- [Work required]
Summarize the R code on parental education and scores below in two sentences.

------ Text shown ------

Score Distributions Across All Factors

4.4 Covariate: Parental Education vs. Scores

df_cov_long <- df_raw %>%
  select(parental_edu_ord, math_score, reading_score, writing_score) %>%
  pivot_longer(-parental_edu_ord, names_to = "Subject", values_to = "Score") %>%
  mutate(Subject = case_when(
    Subject == "math_score"    ~ "Math",
    Subject == "reading_score" ~ "Reading",
    Subject == "writing_score" ~ "Writing",
    TRUE ~ Subject
  ))

ggplot(df_cov_long, aes(x = parental_edu_ord, y = Score, color = Subject)) +
  geom_jitter(alpha = 0.25, size = 0.9, width = 0.15) +
  geom_smooth(method = "lm", se = TRUE, linewidth = 1.2) +
  facet_wrap(~Subject, ncol = 3) +
  scale_color_brewer(palette = "Set1", guide = "none") +
  scale_x_continuous(breaks = 1:6,
    labels = c("Some HS", "HS", "Some Col", "Assoc", "Bach", "Master")) +
  labs(title = "Parental Education (Covariate) vs. Academic Scores",
       subtitle = "Linear trend with 95% confidence band",
       x = "Parental Education Level (Ordinal)", y = "Score") +
  theme_minimal(base_size = 11) +
  theme(plot.title   = element_text(face = "bold"),
        strip.text   = element_text(face = "bold"),
        axis.text.x  = element_text(angle = 25, hjust = 1))

------ Records shown ------

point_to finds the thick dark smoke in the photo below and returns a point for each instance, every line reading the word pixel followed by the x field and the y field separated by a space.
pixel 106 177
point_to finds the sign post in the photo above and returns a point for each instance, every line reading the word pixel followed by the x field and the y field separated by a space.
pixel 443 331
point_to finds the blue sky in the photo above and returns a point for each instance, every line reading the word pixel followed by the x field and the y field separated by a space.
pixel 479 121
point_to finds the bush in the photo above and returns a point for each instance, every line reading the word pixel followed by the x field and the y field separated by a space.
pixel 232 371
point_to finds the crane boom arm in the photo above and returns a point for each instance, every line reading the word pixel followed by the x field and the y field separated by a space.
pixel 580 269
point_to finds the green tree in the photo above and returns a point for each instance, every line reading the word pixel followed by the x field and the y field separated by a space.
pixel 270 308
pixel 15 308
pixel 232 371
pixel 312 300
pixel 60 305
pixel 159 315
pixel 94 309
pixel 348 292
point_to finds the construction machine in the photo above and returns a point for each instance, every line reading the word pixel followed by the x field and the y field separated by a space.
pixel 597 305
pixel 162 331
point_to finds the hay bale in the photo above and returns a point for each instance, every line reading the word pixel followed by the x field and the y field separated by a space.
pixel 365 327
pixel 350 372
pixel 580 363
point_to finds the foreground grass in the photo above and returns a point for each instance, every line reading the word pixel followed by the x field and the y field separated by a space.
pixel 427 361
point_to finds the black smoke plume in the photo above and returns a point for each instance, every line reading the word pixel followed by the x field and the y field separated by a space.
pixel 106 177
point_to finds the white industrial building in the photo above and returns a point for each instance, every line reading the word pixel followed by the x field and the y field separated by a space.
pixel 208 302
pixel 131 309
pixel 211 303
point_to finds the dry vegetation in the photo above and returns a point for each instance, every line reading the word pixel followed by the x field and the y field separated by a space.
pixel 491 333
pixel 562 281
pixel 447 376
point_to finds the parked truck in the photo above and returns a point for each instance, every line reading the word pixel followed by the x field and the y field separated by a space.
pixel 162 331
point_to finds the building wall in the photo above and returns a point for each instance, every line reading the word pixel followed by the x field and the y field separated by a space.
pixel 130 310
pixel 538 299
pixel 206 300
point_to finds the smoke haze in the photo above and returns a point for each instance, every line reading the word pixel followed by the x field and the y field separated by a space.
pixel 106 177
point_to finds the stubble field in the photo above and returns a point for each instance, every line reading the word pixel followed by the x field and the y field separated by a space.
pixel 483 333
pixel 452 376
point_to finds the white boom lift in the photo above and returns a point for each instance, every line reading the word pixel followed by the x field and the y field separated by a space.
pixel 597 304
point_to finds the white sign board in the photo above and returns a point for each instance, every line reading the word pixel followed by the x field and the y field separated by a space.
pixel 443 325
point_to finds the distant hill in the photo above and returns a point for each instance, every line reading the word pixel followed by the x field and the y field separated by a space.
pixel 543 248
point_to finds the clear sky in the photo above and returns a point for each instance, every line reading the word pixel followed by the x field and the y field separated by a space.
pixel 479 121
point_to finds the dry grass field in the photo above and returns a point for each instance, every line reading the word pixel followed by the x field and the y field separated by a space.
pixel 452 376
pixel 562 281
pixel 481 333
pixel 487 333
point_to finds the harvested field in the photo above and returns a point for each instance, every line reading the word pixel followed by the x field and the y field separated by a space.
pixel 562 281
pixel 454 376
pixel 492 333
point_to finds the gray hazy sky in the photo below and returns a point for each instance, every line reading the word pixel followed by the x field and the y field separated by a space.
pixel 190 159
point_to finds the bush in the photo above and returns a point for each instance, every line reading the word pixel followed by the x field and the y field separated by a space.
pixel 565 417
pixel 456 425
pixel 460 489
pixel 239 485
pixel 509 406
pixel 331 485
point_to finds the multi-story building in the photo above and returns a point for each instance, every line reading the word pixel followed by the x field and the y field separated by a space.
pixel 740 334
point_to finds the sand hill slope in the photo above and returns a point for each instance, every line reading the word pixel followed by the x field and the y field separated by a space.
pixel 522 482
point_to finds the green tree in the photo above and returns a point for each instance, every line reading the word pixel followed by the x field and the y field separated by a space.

------

- [Exercise answer]
The code takes the parental education variable and the math, reading, and writing scores from df_raw and reshapes them into long format, relabeling the subjects as Math, Reading, and Writing. It then plots score against parental education level in one panel per subject, with jittered points and a linear trend line with a 95% confidence band, and labels the six education levels from "Some HS" to "Master".